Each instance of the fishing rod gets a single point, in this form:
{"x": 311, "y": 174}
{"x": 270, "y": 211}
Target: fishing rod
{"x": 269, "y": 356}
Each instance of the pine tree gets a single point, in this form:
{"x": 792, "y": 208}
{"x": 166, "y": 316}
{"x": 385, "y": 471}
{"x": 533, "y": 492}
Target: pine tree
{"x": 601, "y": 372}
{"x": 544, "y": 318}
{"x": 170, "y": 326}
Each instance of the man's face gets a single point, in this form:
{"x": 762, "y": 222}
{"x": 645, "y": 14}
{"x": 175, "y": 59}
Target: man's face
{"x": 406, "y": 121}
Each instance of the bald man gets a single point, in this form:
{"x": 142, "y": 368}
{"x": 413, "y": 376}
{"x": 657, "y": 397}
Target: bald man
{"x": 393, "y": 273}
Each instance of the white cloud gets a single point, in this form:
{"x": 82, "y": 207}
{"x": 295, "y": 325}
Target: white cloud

————————

# Requirement
Each line from the one with "Each instance of the pine" through the last line of the records must be written out word for word. Include nothing else.

# Result
Each instance of the pine tree gets a single point, in this form:
{"x": 792, "y": 208}
{"x": 166, "y": 316}
{"x": 385, "y": 471}
{"x": 533, "y": 492}
Target: pine tree
{"x": 601, "y": 372}
{"x": 544, "y": 318}
{"x": 170, "y": 326}
Each instance of the man's face gets a single point, in this form:
{"x": 762, "y": 222}
{"x": 645, "y": 14}
{"x": 175, "y": 59}
Target: man's face
{"x": 406, "y": 121}
Each instance of the bald man gets a single point, in this form:
{"x": 142, "y": 368}
{"x": 413, "y": 376}
{"x": 657, "y": 397}
Target: bald man
{"x": 393, "y": 273}
Each instance of the white cloud gets a single point, in this form:
{"x": 82, "y": 207}
{"x": 295, "y": 325}
Target: white cloud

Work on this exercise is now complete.